-- START --
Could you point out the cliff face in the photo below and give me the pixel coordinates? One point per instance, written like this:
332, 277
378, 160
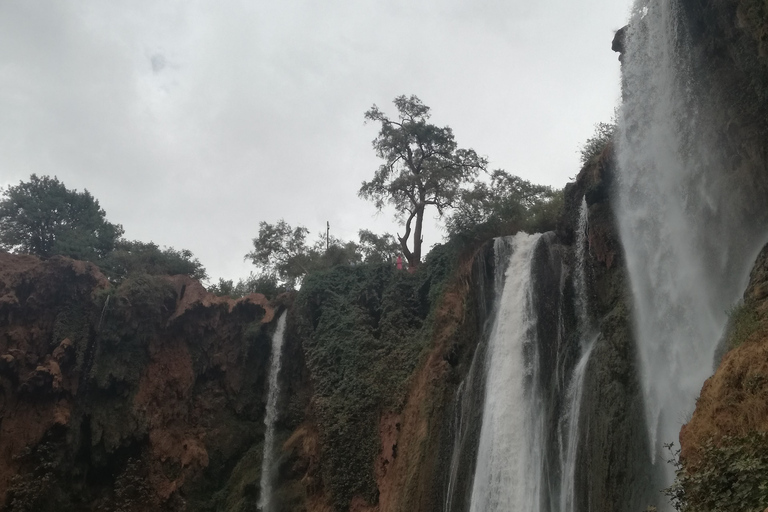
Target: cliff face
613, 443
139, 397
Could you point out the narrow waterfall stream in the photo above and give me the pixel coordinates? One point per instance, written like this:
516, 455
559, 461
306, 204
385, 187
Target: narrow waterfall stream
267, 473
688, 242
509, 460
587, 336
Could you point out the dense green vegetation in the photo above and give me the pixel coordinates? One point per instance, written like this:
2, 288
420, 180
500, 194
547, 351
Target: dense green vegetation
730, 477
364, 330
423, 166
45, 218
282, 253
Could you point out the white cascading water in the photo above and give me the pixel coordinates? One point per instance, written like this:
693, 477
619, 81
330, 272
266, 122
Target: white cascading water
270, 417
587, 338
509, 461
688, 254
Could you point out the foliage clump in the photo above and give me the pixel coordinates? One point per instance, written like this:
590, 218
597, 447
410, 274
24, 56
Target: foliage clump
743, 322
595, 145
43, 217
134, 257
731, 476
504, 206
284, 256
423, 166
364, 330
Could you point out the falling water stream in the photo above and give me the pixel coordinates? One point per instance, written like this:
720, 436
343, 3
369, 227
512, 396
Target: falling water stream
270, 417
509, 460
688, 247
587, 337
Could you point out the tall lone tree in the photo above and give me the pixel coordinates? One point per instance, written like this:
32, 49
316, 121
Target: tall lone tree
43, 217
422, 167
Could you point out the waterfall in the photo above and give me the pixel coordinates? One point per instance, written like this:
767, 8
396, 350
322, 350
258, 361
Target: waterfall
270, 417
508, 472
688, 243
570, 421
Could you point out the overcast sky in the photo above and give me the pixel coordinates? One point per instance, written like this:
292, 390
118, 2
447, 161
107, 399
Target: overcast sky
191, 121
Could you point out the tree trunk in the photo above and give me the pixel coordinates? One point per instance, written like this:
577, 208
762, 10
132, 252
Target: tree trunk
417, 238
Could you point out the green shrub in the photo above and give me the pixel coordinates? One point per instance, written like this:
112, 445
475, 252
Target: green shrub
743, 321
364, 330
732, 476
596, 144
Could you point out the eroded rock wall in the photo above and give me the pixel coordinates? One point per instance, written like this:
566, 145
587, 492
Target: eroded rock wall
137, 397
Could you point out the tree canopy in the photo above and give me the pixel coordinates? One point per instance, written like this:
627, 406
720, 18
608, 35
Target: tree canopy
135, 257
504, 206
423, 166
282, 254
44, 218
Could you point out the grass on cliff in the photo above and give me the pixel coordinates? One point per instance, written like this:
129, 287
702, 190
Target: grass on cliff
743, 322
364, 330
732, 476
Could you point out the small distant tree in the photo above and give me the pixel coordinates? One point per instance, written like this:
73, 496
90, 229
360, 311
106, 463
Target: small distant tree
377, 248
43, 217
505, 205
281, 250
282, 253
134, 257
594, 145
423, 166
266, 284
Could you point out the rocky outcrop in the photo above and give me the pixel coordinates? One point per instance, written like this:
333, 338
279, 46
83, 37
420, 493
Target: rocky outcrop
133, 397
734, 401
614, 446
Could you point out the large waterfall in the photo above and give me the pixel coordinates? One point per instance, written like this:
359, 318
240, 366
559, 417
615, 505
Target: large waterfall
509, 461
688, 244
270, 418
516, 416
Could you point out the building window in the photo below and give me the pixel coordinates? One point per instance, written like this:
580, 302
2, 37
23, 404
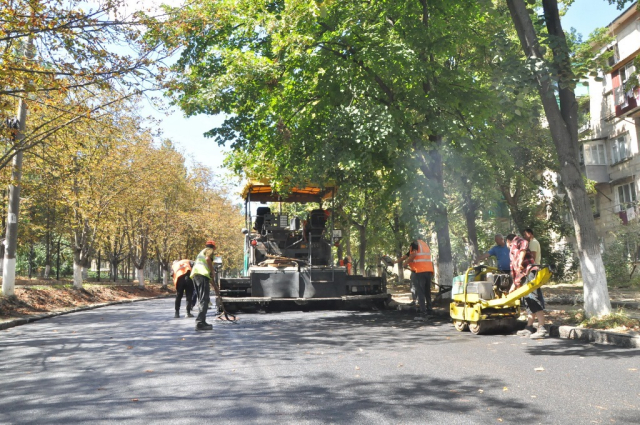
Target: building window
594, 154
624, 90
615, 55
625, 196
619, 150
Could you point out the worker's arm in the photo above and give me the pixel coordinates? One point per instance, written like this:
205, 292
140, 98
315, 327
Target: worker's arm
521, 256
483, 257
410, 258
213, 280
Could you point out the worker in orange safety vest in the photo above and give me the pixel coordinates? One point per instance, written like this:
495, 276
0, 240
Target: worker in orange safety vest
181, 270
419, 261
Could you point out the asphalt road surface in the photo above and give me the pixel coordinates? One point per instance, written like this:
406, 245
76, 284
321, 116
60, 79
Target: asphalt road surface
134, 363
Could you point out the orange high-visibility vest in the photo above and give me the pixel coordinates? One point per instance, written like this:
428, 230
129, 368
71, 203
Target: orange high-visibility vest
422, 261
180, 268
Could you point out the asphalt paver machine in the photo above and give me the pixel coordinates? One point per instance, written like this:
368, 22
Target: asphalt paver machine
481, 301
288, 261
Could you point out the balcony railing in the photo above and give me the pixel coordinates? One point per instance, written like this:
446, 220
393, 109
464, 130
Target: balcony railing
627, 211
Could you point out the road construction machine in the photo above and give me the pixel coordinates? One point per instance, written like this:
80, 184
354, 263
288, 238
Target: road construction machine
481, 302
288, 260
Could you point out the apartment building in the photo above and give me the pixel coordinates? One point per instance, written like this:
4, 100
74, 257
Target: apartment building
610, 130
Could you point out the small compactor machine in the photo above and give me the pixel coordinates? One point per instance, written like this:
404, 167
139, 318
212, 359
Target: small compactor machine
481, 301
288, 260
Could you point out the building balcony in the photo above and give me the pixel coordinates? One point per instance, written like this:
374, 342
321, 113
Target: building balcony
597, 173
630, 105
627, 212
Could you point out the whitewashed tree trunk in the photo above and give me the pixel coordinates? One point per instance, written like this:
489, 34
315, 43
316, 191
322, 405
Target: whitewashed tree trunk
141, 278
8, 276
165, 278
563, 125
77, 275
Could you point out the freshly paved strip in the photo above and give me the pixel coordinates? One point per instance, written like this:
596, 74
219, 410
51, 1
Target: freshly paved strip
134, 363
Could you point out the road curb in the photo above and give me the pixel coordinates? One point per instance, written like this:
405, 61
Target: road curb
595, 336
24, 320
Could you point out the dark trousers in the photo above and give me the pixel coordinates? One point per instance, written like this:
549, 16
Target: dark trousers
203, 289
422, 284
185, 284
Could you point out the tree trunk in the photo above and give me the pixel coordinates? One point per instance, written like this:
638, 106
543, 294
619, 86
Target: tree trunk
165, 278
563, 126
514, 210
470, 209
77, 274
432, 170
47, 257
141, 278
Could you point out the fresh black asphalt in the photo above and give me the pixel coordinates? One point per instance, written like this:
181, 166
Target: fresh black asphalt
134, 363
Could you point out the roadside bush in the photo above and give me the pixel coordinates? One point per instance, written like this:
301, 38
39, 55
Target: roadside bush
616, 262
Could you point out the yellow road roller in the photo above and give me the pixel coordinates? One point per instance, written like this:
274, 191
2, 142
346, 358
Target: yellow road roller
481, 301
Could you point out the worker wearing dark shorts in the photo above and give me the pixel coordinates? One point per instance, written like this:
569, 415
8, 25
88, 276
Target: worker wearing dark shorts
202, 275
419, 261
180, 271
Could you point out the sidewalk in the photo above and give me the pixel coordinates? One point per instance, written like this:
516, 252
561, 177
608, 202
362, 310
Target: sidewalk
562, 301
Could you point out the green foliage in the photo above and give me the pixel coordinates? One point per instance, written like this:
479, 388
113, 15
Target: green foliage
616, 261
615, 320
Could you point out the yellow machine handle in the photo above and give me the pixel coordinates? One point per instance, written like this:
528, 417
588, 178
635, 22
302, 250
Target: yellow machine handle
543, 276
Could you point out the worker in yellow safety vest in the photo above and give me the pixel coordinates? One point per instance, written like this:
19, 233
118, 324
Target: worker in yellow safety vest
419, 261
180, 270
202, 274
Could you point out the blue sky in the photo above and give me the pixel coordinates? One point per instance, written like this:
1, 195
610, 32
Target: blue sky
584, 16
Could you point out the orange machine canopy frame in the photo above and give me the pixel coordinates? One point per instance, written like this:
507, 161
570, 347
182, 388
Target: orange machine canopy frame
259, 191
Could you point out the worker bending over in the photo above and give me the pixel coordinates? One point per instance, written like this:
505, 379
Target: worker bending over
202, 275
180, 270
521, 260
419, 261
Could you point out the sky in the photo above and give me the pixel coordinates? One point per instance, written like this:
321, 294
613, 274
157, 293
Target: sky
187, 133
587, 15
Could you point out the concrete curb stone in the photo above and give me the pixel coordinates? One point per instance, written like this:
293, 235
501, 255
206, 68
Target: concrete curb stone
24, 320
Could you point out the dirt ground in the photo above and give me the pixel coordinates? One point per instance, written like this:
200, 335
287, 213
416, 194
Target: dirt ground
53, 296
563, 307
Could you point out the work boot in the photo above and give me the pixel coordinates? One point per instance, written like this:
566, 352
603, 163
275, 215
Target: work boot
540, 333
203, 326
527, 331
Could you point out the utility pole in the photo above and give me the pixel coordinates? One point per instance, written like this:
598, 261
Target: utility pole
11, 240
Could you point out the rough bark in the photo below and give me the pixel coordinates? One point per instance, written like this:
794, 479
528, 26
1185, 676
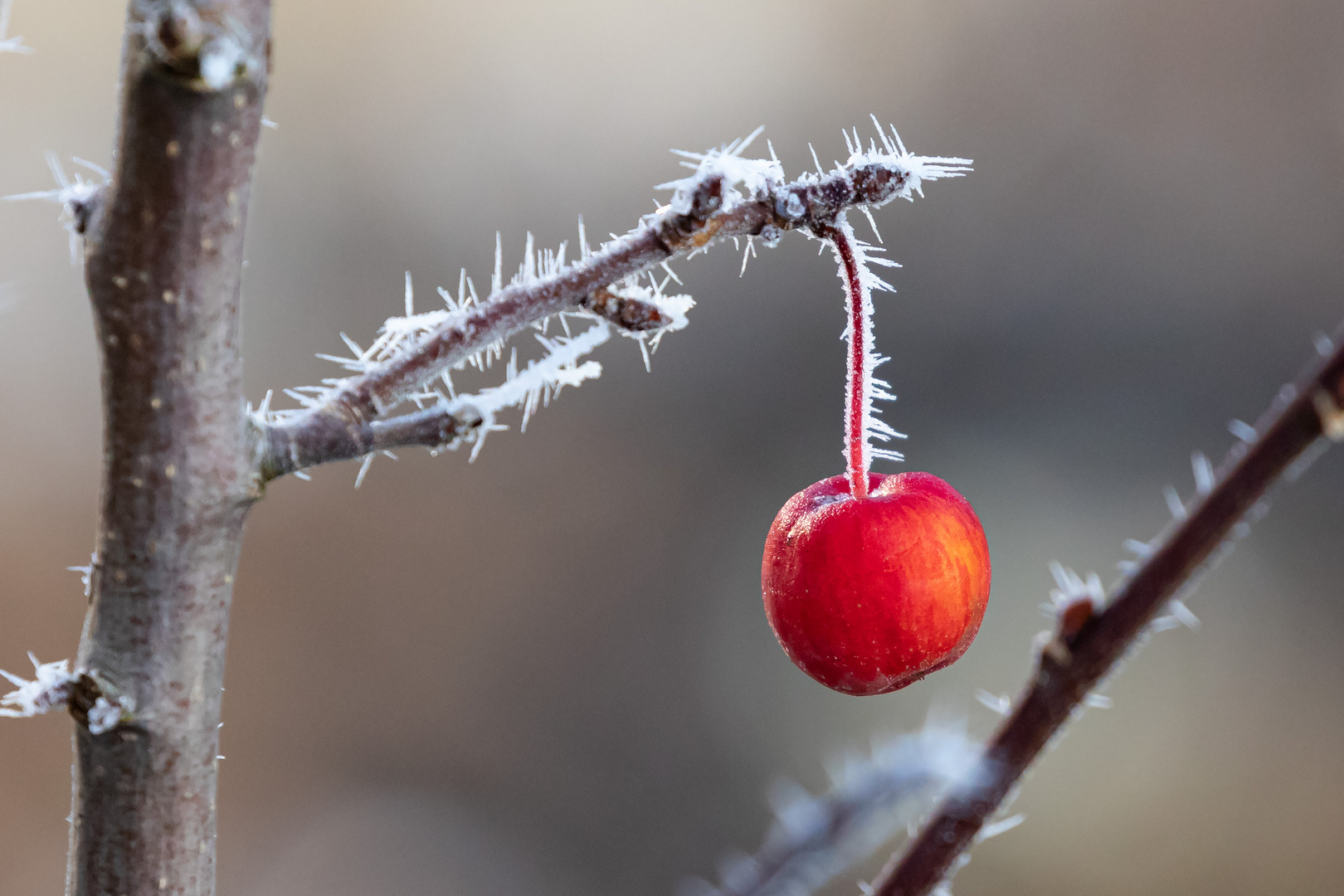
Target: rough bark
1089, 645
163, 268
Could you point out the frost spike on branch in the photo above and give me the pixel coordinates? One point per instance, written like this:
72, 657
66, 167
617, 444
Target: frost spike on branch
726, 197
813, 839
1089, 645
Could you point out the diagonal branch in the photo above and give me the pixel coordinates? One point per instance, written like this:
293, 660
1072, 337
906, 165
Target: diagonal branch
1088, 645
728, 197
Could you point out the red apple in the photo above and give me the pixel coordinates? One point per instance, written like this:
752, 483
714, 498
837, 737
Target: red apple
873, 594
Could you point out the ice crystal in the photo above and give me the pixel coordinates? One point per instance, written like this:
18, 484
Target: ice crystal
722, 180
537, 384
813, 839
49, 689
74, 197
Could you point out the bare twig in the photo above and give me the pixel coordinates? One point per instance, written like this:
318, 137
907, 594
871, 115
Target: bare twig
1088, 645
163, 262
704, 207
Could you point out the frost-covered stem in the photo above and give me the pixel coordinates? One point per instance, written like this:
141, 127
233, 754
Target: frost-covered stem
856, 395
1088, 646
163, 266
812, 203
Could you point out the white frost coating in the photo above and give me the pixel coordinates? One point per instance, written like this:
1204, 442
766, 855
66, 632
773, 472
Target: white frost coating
-- END --
→ **Short problem**
Your task is to set down exactly the lines that run from the line holding "Could you point out the rough" through the close of the entries, including both ends. Pictures stay out.

→ **Solution to the problem**
Could you point out the rough bark in the photo below and give me the pixel coordinates? One point per instance, written like this:
794, 479
528, 26
1185, 676
Target: rough bark
1089, 645
163, 268
Could you point out the frost spike on branch in the photo above and give me the pixel coordinates? One point per instance, written like this:
72, 657
66, 167
617, 444
Target: frost spike on branch
726, 197
813, 839
1089, 645
Could you point out the diagonal branch in the photo above and give me the pixel coordinates? One point per instance, written like this:
293, 660
1072, 337
906, 165
Target: diagonal branch
1088, 645
728, 197
Could you point out the red apple in the photo above and give me the pixel coordinates? One point per instance, written like this:
752, 483
714, 498
837, 737
Target: red apple
873, 594
Could you point out the ice crystal in the photo above and give me the pixel coordinates? One point per instance, written like this:
18, 484
Target: ice crystal
722, 180
537, 384
813, 839
49, 689
74, 197
Could you point out the bare twig in the photo above and give me the pixel coordinates? One point per instance, written like this:
318, 137
907, 594
871, 115
Target: bare twig
1088, 645
163, 262
704, 207
Could you point out the frost-covered stem in the photo above and give me the pixel coordinates? One point per instance, written like this:
141, 127
233, 754
Target: frost-covered stem
856, 395
1088, 646
163, 266
812, 203
Could you point out the white frost coating in the photo above and give me the pixel coordinates? One point per instance, written like this:
1204, 442
766, 855
66, 632
773, 472
Target: white frost coating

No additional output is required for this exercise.